Wednesday 18th of November 2015

Fan Ice seems very good. I would like to try it sometime.

Ivanna C.

Tuesday 17th of November 2015

I bet Fan Ice is way better than the artificial ice cream that I'm used to eating. I think having a food craving in another country away from home is the best. When I went to the Dominican Republic with my family, almost every day I ate mangoes straight from the trees! I could not get enough of them; they were so delicious and refreshing.

Edwin J.

Tuesday 17th of November 2015

Whoa! I've never in my life have ever ate vanilla ice-cream in such a away! I became so accustomed to eating vanilla ice-cream through a cup or a cone that seeing this is just abnormal to me. I even love the fact that the price is thirty to thirty-five cents. The normal price for small cups of Ben and Jerry's ice-cream is around 16.00, and even with my coupons it's never that usually cheap like thirty cents! I really want to try this product out one day seeing as how you loved it so much.

Margot W

Tuesday 17th of November 2015

The fan ice sounds fun!!! I would love to try it some time. I don't remember any food cravings from when I went to London, except tea, and clotted cream. Ghana seems like a really interesting place to visit.

Bailey C

Tuesday 17th of November 2015

Wow! I wish I could try Fan Ice and see if I can compare it to food in America.

※

▸ WRITTEN REQUEST 1
In the Fan Ice comments, what did one commenter eat almost every day while visiting the Dominican Republic with family?
▸ WRITTEN REQUEST 2
Why does one commenter on Fan Ice find the way it is eaten abnormal? Answer in one to three sentences.
▸ WRITTEN REQUEST 3
Reproduce the Fan Ice comments between "Whoa! I've never" and "it so much.", inclusive.

※

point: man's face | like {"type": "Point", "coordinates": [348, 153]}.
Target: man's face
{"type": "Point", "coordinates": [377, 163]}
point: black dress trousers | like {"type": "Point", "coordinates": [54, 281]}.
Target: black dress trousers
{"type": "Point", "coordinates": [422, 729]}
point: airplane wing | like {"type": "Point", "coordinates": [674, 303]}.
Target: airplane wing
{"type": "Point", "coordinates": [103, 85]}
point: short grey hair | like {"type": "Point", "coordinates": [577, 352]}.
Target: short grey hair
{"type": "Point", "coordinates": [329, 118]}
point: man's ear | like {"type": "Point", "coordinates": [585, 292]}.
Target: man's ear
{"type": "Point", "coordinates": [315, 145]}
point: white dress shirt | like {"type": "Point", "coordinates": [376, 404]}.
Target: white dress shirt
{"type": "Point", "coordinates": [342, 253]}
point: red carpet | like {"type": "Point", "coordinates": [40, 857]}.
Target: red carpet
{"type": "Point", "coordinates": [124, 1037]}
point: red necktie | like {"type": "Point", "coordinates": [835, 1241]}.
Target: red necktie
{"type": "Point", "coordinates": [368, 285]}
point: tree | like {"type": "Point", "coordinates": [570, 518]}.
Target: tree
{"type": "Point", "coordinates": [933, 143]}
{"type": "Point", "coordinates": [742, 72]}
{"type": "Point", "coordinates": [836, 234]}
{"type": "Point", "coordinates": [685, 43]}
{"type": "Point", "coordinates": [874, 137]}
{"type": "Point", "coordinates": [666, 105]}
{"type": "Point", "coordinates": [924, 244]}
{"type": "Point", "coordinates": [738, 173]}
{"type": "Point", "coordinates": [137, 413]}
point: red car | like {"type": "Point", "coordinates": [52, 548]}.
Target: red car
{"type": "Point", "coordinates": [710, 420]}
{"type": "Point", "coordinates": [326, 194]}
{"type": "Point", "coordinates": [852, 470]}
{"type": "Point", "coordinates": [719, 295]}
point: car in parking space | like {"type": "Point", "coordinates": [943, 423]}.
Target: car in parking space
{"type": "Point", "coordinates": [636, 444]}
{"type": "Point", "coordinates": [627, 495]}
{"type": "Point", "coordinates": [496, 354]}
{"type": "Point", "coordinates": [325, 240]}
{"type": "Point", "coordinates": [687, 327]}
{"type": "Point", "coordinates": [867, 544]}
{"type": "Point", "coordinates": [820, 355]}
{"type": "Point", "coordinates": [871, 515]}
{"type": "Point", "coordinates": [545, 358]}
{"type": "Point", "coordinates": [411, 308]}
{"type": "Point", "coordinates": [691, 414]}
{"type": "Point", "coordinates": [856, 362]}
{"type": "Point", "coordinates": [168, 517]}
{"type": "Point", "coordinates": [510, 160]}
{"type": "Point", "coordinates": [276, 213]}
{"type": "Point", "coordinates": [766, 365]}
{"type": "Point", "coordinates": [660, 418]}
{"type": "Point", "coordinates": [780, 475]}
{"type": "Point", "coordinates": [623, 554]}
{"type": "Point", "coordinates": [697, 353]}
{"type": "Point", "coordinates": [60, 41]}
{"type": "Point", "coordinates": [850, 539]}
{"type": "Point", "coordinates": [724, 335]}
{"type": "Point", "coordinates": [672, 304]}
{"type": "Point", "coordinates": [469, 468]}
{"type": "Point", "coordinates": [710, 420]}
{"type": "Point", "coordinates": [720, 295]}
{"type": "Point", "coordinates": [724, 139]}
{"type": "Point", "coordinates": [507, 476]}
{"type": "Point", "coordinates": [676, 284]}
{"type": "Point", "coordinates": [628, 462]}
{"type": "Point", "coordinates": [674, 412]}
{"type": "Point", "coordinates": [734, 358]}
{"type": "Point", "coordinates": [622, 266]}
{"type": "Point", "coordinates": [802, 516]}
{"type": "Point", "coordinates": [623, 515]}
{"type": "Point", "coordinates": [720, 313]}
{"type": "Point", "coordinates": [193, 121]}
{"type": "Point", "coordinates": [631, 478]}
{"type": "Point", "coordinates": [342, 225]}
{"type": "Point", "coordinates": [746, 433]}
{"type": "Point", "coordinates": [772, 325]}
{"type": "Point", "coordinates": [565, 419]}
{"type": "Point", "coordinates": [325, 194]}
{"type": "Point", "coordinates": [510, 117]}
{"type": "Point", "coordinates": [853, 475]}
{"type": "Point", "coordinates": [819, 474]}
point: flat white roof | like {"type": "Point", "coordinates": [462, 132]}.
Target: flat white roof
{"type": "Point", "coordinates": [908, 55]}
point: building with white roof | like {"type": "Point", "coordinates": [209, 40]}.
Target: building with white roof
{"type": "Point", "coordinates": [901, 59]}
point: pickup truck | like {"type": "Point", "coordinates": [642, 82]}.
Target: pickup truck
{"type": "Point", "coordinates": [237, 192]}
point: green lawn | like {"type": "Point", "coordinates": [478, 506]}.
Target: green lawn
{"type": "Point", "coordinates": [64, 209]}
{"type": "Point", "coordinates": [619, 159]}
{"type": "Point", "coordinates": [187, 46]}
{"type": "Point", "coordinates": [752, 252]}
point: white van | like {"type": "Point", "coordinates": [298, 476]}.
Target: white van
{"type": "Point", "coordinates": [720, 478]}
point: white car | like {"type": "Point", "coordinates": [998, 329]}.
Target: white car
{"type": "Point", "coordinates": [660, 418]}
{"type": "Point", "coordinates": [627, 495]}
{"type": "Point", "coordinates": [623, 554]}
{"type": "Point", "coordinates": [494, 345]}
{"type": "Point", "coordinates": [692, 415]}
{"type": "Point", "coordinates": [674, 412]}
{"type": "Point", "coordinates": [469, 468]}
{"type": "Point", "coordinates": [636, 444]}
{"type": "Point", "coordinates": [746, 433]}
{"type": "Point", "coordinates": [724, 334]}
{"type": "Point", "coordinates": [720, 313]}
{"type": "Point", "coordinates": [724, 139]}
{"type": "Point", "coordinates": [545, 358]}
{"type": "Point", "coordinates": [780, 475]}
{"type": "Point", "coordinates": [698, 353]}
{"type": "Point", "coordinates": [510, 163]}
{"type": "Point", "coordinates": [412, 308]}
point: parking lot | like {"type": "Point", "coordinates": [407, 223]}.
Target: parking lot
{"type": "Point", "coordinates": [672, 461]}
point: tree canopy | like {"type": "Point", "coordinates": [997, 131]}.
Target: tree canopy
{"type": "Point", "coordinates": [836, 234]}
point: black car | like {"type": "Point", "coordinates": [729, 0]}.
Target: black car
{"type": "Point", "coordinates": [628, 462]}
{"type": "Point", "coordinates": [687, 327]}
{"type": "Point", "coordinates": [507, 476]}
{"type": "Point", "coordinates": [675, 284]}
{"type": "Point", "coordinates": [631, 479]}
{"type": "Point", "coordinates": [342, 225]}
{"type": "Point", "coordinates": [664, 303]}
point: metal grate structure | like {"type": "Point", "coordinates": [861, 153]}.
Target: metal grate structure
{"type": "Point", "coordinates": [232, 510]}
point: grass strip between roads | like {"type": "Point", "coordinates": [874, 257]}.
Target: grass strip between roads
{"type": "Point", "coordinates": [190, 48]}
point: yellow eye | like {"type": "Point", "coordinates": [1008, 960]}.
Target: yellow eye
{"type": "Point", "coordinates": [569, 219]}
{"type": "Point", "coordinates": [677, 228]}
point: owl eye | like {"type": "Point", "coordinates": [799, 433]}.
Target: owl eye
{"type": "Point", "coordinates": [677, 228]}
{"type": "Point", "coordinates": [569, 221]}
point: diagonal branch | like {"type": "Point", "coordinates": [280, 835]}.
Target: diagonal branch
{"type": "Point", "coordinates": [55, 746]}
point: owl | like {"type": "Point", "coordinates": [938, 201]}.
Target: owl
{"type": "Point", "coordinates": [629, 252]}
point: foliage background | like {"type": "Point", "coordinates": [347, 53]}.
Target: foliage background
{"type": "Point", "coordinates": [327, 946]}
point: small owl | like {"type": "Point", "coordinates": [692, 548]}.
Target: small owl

※

▸ SOLUTION 1
Mangoes straight from the trees.

▸ SOLUTION 2
The commenter has become so accustomed to eating vanilla ice cream from a cup or a cone that seeing it eaten this way seems abnormal.

▸ SOLUTION 3
Whoa! I've never in my life have ever ate vanilla ice-cream in such a away! I became so accustomed to eating vanilla ice-cream through a cup or a cone that seeing this is just abnormal to me. I even love the fact that the price is thirty to thirty-five cents. The normal price for small cups of Ben and Jerry's ice-cream is around 16.00, and even with my coupons it's never that usually cheap like thirty cents! I really want to try this product out one day seeing as how you loved it so much.